> **Фрагмент документа**
======

Пока Че ждал возвращения Фиделя, который совершал проверку одной из линий фронта, он встретился с Лидией, курьером повстанцев, получившей задание посетить Гавану, Камагуэй и Мансанильо и связаться с подпольщиками. Лидии было уже за сорок, она оставила свою пекарню в Сан-Педро-де-Яо и присоединилась к повстанцам, после того как в их войска вступил ее единственный сын. Последний год Лидия служила курьером по особым поручениям Че и доставляла «наиболее компрометирующие» бумаги и документы повстанцев из Сьерра-Маэстры в Гавану и Сантьяго и обратно. Это были смертельно опасные задания, так как женщине приходилось неоднократно пересекать границу вражеской территории и в случае ареста ее ждали пытки и, вероятнее всего, гибель.
Лидия была из тех участников революции, которые вызывали у Че наибольшее уважение, он восхищался ее преданностью, честностью и отвагой. «Когда я думаю о Лидии, — писал он впоследствии, — то испытываю нечто большее, чем просто искреннее восхищение этой безупречной революционеркой, ибо она выражала особую привязанность ко мне и предпочитала работать под моим началом вне зависимости от того, какие задания я ей поручал».
Че не только доверял Лидии самые конфиденциальные поручения — в благодарность за ее преданность он поручил этой женщине руководить вспомогательным прифронтовым лагерем, находившимся в непосредственной близости к врагу.
Не без удовольствия Че пишет, что Лидия руководила лагерем «с некоторым своеволием, вызывая возмущение у подчиненных ей кубинских мужчин, не привыкших исполнять приказы женщины». Кроме того, он превозносит «безграничную храбрость» Лидии и ее «презрение к смерти» — такими же точно словами боевые товарищи Че описывали и его самого. Она отказывалась покинуть лагерь, становившийся все более опасным местом, и лишь перевод Че в другое место заставил Лидию последовать за ним.

======

> **Исходные данные**
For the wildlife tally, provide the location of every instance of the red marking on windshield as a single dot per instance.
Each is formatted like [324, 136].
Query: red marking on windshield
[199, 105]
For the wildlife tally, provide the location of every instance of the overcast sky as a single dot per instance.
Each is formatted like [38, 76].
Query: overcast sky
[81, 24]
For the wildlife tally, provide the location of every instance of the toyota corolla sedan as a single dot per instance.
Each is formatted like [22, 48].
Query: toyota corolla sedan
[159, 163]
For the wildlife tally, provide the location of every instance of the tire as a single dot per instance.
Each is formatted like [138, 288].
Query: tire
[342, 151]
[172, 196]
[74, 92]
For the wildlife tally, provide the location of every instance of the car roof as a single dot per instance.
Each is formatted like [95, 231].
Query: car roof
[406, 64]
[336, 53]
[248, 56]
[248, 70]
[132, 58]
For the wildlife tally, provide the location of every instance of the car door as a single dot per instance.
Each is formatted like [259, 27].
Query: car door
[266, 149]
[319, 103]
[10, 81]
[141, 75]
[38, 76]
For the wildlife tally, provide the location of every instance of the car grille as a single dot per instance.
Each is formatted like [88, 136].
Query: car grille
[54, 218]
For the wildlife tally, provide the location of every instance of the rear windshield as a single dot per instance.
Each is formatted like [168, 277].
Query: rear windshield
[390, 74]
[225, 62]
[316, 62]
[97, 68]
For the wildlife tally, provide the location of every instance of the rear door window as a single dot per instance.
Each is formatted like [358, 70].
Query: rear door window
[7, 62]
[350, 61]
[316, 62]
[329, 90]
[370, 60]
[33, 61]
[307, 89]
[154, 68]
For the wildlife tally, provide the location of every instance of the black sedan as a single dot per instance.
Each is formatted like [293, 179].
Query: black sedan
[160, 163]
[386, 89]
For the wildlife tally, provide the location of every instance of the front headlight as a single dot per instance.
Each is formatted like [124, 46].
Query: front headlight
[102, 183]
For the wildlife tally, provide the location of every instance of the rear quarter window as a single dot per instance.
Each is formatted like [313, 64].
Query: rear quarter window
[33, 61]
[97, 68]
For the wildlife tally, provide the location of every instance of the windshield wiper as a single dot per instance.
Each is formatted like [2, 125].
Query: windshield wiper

======

> **Инструкция к заданию**
Дословно перепишите из фрагмента документа всё, начиная со слов «Че не только» и заканчивая словами «последовать за ним.».

> **Ответ на задание**
Че не только доверял Лидии самые конфиденциальные поручения — в благодарность за ее преданность он поручил этой женщине руководить вспомогательным прифронтовым лагерем, находившимся в непосредственной близости к врагу.
Не без удовольствия Че пишет, что Лидия руководила лагерем «с некоторым своеволием, вызывая возмущение у подчиненных ей кубинских мужчин, не привыкших исполнять приказы женщины». Кроме того, он превозносит «безграничную храбрость» Лидии и ее «презрение к смерти» — такими же точно словами боевые товарищи Че описывали и его самого. Она отказывалась покинуть лагерь, становившийся все более опасным местом, и лишь перевод Че в другое место заставил Лидию последовать за ним.